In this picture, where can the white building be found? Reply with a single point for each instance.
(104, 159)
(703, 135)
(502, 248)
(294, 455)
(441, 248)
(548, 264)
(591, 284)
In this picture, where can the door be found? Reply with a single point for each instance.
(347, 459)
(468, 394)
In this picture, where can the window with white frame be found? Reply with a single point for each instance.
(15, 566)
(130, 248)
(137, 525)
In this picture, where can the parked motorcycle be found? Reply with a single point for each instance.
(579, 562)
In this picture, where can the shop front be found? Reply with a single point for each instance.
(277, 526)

Task goal:
Reproduce every one of the lines above verbatim, keeping each word, number, and punctuation mark unchanged.

Result for this exercise:
In this picture, where can the white building be found? Reply with a single point for each instance.
(104, 159)
(703, 135)
(502, 248)
(294, 455)
(441, 248)
(548, 264)
(591, 284)
In this picture, where can the door be found? Reply with a single point for each instance.
(347, 459)
(468, 394)
In this picture, where can the window with white frame be found? Reply with a single point for each instance.
(15, 566)
(130, 248)
(137, 525)
In this picture, where can the parked motorcycle be found? Reply with a single point for each instance.
(579, 562)
In this picture, where can the shop front be found? Reply with a single point for each instance.
(277, 526)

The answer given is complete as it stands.